What you will do:
Arrange the items below as a two-column CSV with the columns request and outline, one row per item. Put each item's text and its answer in their own quoted fields, and replace line breaks with spaces.

>> begin Data to use

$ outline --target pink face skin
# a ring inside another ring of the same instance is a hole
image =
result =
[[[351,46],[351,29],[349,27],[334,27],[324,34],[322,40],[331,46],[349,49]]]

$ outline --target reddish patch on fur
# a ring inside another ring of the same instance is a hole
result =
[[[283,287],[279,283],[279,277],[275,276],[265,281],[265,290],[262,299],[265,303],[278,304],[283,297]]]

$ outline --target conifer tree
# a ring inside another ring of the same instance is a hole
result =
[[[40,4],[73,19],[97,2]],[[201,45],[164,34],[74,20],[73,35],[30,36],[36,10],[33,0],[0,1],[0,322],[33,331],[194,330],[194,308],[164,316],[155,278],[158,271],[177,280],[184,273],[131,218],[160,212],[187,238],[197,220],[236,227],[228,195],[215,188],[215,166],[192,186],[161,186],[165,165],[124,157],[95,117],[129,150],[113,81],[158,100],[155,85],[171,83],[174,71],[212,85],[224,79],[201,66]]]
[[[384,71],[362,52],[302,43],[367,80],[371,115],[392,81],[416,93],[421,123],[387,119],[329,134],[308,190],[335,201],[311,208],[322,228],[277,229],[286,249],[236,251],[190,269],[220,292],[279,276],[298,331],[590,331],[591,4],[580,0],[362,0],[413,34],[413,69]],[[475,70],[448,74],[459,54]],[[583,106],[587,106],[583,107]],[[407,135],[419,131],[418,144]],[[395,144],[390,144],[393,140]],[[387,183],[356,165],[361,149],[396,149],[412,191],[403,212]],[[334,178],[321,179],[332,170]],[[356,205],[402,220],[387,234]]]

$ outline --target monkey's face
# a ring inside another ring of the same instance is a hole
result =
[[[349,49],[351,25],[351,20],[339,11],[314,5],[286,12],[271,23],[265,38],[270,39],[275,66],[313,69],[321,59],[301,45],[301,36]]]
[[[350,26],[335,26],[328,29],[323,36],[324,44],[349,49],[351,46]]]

>> end Data to use

Exercise answer:
request,outline
"$ outline --target pink face skin # a ring inside another ring of the same instance is a hole image = result =","[[[351,46],[351,29],[349,27],[334,27],[324,34],[322,40],[331,46],[349,49]]]"
"$ outline --target reddish patch on fur # a ring inside another ring of the same instance is a hole result =","[[[283,287],[279,283],[279,277],[275,276],[265,281],[265,290],[262,299],[265,303],[278,304],[283,297]]]"
"$ outline --target conifer tree # a ring inside another ring of the same instance is a hole result =","[[[40,4],[73,19],[97,2]],[[201,45],[164,34],[74,20],[73,35],[30,36],[36,10],[33,0],[0,1],[0,322],[33,331],[194,330],[194,308],[164,316],[155,278],[158,271],[177,280],[184,273],[131,218],[160,212],[187,238],[197,220],[236,227],[228,195],[215,188],[215,166],[192,186],[161,186],[165,165],[124,157],[95,117],[129,150],[113,81],[158,100],[155,85],[171,83],[174,71],[212,85],[224,79],[201,66]]] [[[384,71],[362,52],[302,43],[367,80],[371,115],[392,81],[416,93],[421,123],[387,119],[329,134],[308,190],[335,201],[311,208],[322,228],[277,229],[286,249],[236,251],[190,269],[220,292],[279,276],[298,331],[590,331],[591,4],[580,0],[362,0],[413,34],[413,69]],[[475,70],[448,74],[459,54]],[[583,106],[587,106],[583,107]],[[407,135],[419,131],[418,144]],[[395,144],[390,144],[393,140]],[[387,183],[356,165],[361,149],[396,149],[412,191],[403,212]],[[334,178],[321,179],[332,170]],[[356,205],[402,220],[387,234]]]"
"$ outline --target monkey's face # a ring inside another ring of the same instance is a hole result =","[[[349,49],[351,25],[351,20],[339,11],[314,5],[286,12],[271,23],[265,38],[270,39],[275,66],[313,69],[321,59],[301,45],[301,36]]] [[[350,26],[335,26],[328,29],[323,36],[324,44],[349,49],[351,46]]]"